STATED EXERCISE
Reproduce the data below word for word, keeping every line unchanged.
◆ ◆ ◆ ◆ ◆ ◆ ◆
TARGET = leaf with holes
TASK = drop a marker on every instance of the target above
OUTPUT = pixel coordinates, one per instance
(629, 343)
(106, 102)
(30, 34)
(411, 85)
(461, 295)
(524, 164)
◆ ◆ ◆ ◆ ◆ ◆ ◆
ANSWER TO THE PROBLEM
TARGET = leaf with holes
TASK = drop a marker on every instance of the target above
OUTPUT = pixel coordinates, one per instance
(629, 343)
(106, 102)
(30, 34)
(411, 85)
(461, 295)
(524, 164)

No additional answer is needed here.